### GOAL
Reproduce the records from the line holding "of the shirt" through the end of the records, inclusive, keeping every request unchanged. Multiply each coordinate in the answers by 2.05 and round to whole numbers, with halves rounded up.

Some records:
____________________
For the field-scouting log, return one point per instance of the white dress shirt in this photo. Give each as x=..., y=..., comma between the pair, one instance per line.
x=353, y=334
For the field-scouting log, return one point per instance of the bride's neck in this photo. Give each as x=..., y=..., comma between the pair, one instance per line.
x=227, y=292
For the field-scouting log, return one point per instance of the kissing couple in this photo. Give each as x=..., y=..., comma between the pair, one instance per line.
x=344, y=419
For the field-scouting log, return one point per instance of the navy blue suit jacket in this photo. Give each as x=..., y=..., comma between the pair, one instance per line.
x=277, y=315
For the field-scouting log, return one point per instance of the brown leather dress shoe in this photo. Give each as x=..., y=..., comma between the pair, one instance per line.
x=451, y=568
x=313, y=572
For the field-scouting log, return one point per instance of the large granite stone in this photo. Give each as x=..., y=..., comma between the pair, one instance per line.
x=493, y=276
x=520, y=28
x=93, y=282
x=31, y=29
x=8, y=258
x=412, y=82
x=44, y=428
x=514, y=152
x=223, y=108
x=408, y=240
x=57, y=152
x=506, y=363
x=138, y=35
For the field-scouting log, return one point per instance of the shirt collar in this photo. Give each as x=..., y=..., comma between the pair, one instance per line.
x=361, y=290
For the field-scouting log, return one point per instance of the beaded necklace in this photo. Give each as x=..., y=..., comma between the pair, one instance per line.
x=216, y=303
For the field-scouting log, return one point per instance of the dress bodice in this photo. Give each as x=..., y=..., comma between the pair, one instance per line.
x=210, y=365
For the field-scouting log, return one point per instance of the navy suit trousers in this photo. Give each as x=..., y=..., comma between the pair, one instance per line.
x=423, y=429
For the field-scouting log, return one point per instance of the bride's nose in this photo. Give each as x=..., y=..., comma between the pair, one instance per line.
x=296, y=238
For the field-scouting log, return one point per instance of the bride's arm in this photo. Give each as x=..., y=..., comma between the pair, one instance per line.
____________________
### OUTPUT BELOW
For the field-scouting log, return one point per instance of the shirt collar in this photo. Give each as x=..., y=..., comma between the pair, one instance per line.
x=740, y=595
For the field-scouting log, return one point per instance of the beaded necklace in this photo. Give each as x=..., y=..., comma between the pair, one instance per line.
x=443, y=621
For the field-scouting log, return one point per instance of the dress bodice in this photo. Give each as x=..., y=..., comma between the pair, one instance per line.
x=431, y=748
For the field-scouting log, return one point per instance of the navy suit trousers in this photo. Give each as x=..., y=..., comma between the pair, one instance per line.
x=867, y=879
For the field-scouting log, return one point per instance of the bride's nose in this photo. Give each as x=..., y=..., comma between the pair, one instance per line.
x=607, y=488
For the field-scouting log, return one point per instance of the bride's arm in this photo. Give each as x=..., y=..., comma between the pair, one instance per line.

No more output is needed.